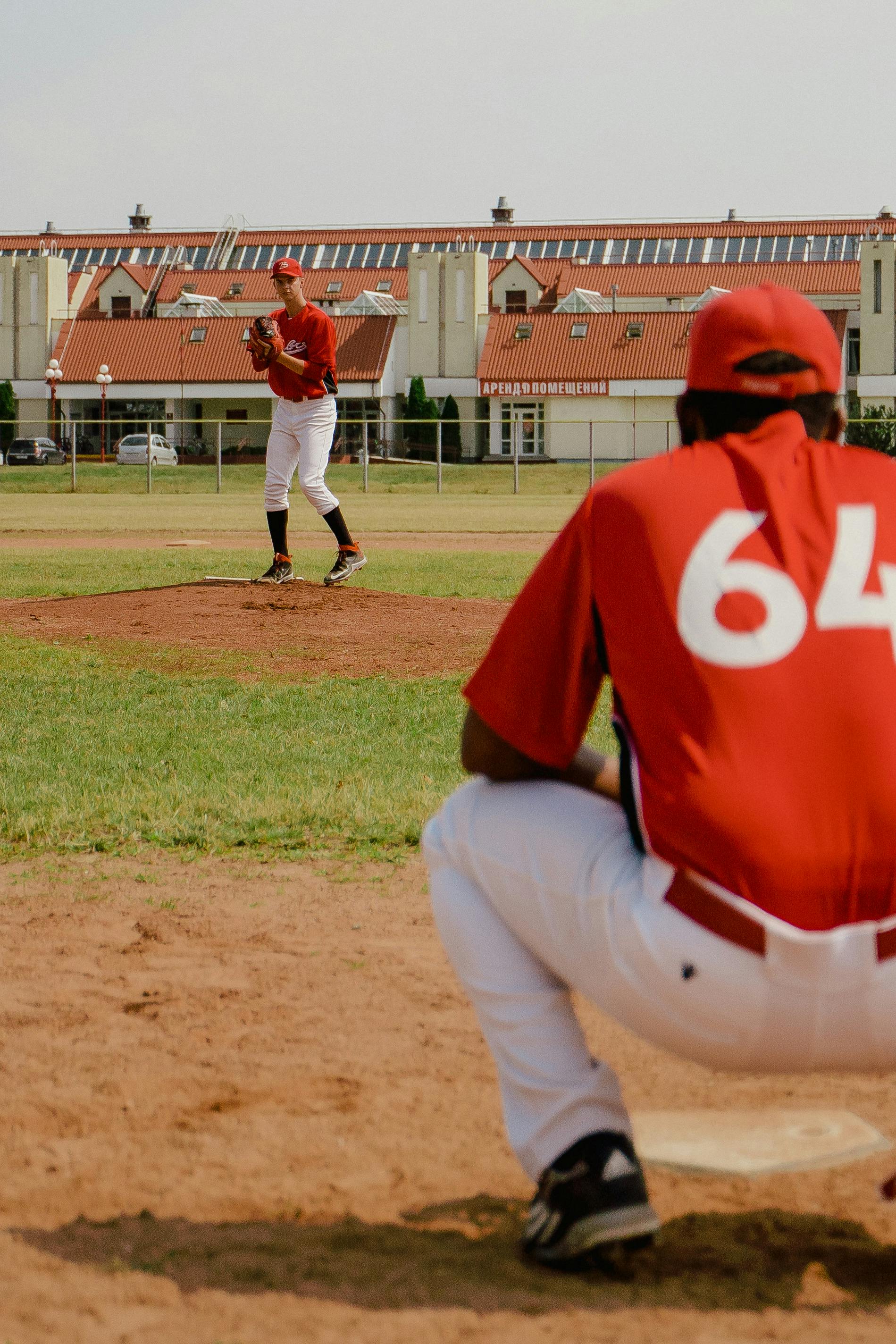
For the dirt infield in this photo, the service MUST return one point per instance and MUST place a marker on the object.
(296, 630)
(246, 1102)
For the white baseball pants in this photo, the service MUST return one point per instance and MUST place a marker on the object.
(301, 436)
(538, 890)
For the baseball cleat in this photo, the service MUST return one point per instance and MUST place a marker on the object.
(281, 571)
(593, 1195)
(344, 566)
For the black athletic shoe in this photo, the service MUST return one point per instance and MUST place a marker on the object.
(592, 1195)
(344, 566)
(281, 571)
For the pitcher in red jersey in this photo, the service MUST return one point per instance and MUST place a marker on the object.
(304, 379)
(727, 885)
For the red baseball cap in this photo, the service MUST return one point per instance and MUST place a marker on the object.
(286, 267)
(753, 322)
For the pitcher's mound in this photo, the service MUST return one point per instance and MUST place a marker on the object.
(311, 630)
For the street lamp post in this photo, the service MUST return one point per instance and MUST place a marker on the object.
(104, 378)
(51, 377)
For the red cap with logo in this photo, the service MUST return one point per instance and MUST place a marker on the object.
(286, 267)
(753, 322)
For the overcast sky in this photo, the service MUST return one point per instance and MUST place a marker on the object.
(344, 112)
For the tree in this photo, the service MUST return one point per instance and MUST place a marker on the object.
(7, 413)
(421, 408)
(875, 429)
(451, 424)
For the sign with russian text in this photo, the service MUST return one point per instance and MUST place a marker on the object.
(538, 389)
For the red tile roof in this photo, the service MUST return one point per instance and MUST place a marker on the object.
(602, 354)
(160, 351)
(812, 277)
(140, 275)
(259, 288)
(451, 233)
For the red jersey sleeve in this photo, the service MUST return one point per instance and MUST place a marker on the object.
(540, 679)
(321, 349)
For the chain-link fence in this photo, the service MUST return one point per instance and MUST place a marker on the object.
(518, 440)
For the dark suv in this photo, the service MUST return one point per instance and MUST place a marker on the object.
(34, 452)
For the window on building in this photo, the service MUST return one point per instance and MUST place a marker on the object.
(526, 420)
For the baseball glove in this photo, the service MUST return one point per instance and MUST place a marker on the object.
(265, 339)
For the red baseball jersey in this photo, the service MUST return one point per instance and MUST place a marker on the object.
(310, 336)
(742, 596)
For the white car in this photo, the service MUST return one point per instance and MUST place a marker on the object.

--------------------------------

What needs to be done:
Set down the material once more, exactly, with the pictures omitted.

Solution to this exercise:
For the dirt infield in this photo, the service MUST return one point per instance and MUST place a marker on the object.
(296, 630)
(246, 1102)
For the white baseball pants in this photo, the service MUST return one point per instance and MUST place a marker on the object.
(301, 436)
(538, 890)
For the baseball cleat in this photo, the service MUST return one point per instance and MUST place a marker on the object.
(281, 571)
(593, 1195)
(344, 566)
For the black athletic shoe in this photo, the service MUST return one point per instance and MUST place a marker on the object.
(592, 1195)
(344, 566)
(281, 571)
For the pitcher in red jersey in this photo, the service MUST return one point per instance and MUST place a marker on the object.
(304, 379)
(727, 885)
For the red baseball cap in this photo, the service MUST return one point per instance and MUST place a marker on the object.
(286, 267)
(753, 322)
For the pitcher's mound in this photo, the service MUST return one point per instance and MUST place a marker on the object.
(311, 630)
For the street lamp post in this photo, the service MUST return one point per instance and MUST place a marker on the object.
(104, 378)
(51, 377)
For the red cap with logo in this photo, the service MUST return one point per instance and MUST place a marker on the object.
(286, 267)
(753, 322)
For the overcast sky in this photo, the service MUST return one point per instance and MUST place a marker on the object.
(344, 112)
For the tree in this photo, the service MUST return one point per instance and MUST place a marker on the object.
(7, 413)
(421, 408)
(875, 429)
(451, 424)
For the sign with russian text in this photo, the service MUST return one point per instance and MUST place a marker on the object.
(538, 389)
For the red tile roof in this photo, the service MUST return one point per instance and MUST place a marker on the object.
(602, 354)
(160, 351)
(812, 277)
(140, 275)
(259, 288)
(451, 233)
For the red jersey sleeve in this photo, the service MUST return one point per instance and MUST place a marker on the object.
(540, 679)
(321, 349)
For the chain-link fence in this photo, the service MUST return one point per instance and MUST place a marker on the object.
(518, 440)
For the dark suv in this photo, the service MUST return one point per instance and MUST place a marker on the object.
(34, 452)
For the window on building in this photo, the service MUST return one point per instance and MUST place a marker on the object.
(526, 420)
For the baseball glove in this photo, the service MUST return one point per instance and MUST place a marker on the object.
(265, 339)
For the red baseball jersey in this photo, the service MUST return one point per instance and MUST place a marker on the object.
(310, 336)
(742, 596)
For the white car in this photo, the service MUST return one point per instance and MUST place a marker on the object.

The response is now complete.